→ WORK TASK A
Rename "compiler outputs" to "compiler results" in the ngcc design notes, and give everything from "3. Extract the" down to "them to disk." with that change.
→ WORK TASK B
Extend the ngcc design notes, picking up after their final sentence.

──────── DOCUMENT SECTION ────────

3. Extract the static property definition from the partial class.
4. Combine the compiler outputs with the JS AST to produce the resulting `.js` and `.d.ts` files, and write them to disk.
5. Copy over all other files.
#### Merging with JS output
At first glance it is desirable for each Compiler's output to be patched into the AST for the modules being compiled, and then to generate the resulting JS code and sourcemaps using Typescript's emit on the AST. This is undesirable for several reasons:
* The round-trip through the Typescript parser and emitter might subtly change the input JS code - dropping comments, reformatting code, etc. This is not ideal, as users expect the input code to remain as unchanged as possible.
* It isn't possible in Typescript to directly emit without going through any of Typescript's own transformations. This may cause expressions to be reformatted, code to be downleveled, and requires configuration of an output module system into which the code will be transformed.
For these reasons, `ngcc` will not use the TS emitter to produce the final patched `.js` files. Instead, the JS text will be manipulated directly, with the help of the `magic-string` or similar library to ensure the changes are reflected in the output sourcemaps. The AST which is parsed from the JS files contains position information of all the types in the JS source, and this information can be used to determine the correct insertion points for the Ivy static fields.

──────── DATASET RECORDS ────────

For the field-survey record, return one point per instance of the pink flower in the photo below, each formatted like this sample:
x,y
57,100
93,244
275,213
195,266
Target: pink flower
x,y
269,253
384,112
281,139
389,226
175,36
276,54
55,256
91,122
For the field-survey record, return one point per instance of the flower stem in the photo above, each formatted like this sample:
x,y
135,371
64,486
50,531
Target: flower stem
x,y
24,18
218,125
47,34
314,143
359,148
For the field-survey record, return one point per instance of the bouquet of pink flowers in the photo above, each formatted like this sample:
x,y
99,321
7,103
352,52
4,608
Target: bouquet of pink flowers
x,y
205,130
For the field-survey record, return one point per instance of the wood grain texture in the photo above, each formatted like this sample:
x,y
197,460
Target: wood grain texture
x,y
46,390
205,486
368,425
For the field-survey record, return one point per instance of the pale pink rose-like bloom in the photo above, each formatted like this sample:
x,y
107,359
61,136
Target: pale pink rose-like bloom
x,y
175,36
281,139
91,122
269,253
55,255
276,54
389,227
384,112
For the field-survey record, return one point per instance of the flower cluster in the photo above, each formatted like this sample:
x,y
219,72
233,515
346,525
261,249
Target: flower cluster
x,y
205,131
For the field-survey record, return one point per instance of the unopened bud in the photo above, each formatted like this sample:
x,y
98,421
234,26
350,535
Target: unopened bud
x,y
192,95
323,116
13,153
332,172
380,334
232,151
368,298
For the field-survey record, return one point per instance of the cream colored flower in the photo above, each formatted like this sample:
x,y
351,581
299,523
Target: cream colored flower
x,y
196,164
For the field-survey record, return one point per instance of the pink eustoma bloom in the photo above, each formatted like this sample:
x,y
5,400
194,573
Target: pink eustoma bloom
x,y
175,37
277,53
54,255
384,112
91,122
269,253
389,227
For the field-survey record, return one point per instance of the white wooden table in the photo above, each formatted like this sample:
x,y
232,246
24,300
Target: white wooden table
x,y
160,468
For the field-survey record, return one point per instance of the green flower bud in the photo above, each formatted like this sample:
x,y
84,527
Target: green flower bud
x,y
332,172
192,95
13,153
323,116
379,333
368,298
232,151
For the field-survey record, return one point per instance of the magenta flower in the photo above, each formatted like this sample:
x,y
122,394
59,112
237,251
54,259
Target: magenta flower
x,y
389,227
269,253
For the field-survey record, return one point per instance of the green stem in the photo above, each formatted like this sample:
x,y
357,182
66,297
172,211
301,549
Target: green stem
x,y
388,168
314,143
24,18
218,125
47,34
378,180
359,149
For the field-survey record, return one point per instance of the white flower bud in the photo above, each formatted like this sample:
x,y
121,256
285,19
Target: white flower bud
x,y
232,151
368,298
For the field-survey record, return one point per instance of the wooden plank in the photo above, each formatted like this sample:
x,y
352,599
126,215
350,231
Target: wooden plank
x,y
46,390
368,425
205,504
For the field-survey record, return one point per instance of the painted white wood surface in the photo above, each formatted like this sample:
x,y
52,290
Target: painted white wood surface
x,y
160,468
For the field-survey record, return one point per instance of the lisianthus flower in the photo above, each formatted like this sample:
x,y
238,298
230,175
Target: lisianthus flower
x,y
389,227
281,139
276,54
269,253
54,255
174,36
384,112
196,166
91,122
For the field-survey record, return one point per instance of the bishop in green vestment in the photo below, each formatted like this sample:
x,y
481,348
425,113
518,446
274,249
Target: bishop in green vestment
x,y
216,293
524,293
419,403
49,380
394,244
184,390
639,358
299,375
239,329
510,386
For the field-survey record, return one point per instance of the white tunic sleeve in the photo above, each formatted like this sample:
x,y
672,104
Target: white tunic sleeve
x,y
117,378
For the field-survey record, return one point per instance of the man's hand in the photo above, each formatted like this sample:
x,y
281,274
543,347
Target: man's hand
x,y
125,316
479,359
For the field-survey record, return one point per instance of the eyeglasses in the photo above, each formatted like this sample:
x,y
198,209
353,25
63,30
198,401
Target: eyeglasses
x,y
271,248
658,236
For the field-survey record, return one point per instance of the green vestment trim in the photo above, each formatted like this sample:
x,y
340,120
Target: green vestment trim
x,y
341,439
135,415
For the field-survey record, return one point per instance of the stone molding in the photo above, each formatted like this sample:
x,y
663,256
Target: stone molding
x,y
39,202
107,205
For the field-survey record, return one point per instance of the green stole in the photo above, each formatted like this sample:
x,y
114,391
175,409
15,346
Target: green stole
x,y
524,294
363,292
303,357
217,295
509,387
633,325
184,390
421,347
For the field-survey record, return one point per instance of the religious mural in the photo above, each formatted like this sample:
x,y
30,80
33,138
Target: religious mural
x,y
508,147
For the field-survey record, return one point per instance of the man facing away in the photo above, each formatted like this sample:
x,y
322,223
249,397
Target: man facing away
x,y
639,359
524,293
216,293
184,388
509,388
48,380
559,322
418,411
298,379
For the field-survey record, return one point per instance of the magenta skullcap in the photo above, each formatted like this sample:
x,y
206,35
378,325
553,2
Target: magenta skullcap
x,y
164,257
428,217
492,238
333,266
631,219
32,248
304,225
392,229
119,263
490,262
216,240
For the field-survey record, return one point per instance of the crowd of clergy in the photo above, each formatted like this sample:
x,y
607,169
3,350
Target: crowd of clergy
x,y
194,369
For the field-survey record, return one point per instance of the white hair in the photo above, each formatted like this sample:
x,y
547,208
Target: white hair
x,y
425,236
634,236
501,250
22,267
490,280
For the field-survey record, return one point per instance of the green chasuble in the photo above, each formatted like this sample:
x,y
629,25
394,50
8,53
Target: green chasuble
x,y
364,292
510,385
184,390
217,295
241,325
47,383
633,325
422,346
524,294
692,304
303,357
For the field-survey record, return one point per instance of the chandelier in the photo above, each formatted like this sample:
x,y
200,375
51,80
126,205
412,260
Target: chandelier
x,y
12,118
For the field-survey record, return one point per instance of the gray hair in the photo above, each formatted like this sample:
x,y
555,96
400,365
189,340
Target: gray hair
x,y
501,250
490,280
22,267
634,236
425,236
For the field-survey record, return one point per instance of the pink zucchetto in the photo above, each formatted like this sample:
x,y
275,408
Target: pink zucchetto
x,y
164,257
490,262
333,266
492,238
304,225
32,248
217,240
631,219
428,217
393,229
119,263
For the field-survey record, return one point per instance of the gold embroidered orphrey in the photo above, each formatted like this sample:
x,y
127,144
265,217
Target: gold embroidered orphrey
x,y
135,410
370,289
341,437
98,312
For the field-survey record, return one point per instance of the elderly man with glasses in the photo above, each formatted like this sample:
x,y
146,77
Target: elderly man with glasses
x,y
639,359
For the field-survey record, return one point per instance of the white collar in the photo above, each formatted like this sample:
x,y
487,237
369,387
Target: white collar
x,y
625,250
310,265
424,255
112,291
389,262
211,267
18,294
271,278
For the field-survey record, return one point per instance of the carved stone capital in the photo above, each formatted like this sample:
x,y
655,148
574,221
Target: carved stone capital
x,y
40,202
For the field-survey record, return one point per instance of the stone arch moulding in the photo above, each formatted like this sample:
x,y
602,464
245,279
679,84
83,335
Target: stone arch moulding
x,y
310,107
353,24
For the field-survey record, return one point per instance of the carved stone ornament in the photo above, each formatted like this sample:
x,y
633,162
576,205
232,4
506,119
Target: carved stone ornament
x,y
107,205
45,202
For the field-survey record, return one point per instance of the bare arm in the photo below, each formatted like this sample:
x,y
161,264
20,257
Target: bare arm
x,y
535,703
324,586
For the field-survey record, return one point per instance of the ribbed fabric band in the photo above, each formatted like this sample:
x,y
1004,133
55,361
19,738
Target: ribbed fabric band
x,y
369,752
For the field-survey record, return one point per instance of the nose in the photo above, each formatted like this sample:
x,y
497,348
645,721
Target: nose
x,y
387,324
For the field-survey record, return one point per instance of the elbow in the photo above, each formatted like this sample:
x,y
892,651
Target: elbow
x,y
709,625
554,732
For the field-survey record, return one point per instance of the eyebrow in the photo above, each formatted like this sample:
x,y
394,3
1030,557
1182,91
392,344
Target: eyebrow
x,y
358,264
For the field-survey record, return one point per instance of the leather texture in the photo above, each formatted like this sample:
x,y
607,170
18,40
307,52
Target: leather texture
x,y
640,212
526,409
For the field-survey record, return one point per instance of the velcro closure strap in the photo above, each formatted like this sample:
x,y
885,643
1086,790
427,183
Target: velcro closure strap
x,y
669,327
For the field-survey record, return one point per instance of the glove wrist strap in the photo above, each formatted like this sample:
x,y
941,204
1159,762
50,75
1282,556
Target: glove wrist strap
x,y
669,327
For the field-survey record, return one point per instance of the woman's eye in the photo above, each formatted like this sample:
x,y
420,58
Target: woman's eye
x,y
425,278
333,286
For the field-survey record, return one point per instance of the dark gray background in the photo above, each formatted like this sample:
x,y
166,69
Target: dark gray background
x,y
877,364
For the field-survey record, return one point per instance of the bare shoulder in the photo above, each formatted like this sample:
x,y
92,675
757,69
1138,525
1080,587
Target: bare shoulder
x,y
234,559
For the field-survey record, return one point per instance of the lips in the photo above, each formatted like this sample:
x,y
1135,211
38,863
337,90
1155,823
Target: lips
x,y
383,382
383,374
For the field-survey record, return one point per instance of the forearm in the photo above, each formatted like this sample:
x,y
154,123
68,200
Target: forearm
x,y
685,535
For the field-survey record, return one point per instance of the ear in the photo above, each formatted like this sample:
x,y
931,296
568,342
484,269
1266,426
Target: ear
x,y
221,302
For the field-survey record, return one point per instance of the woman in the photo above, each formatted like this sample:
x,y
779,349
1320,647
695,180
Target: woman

────────

→ ANSWER SPACE A
3. Extract the static property definition from the partial class.
4. Combine the compiler results with the JS AST to produce the resulting `.js` and `.d.ts` files, and write them to disk.

→ ANSWER SPACE B
Similarly, the `.d.ts` files will be parsed by the TS parser, and the information used to determine the insertion points of typing information that needs to be added to individual types (as well as associated imports).
The Angular Package Format includes more than one copy of a package's code. At minimum, it includes one ESM5 (ES5 code in ES Modules) entrypoint, one ES2015 entrypoint, and one UMD entrypoint. Some libraries _not_ following the package format may still work in the Angular CLI, if they export code that can be loaded by Webpack.
Thus, `ngcc` will have two approaches for dealing with packages on NPM.
1. APF Path: libraries following the Angular package format will have their source code updated to contain Ivy definitions. This ensures tree-shaking will work properly.
2. Compatibility Path: libraries where `ngcc` cannot determine how to safely modify the existing code will have a patching operation applied. This patching operation produces a "wrapper" file for each file containing an Angular entity, which re-exports patched versions of the Angular entities. This is not compatible with tree-shaking, but will work for libraries which `ngcc` cannot otherwise understand. A warning will be printed to notify the user they should update the version of the library if possible.
For example, if a library ships with commonjs-only code or a UMD bundle that `ngcc` isn't able to patch directly, it can generate patching wrappers instead of modifying the input code.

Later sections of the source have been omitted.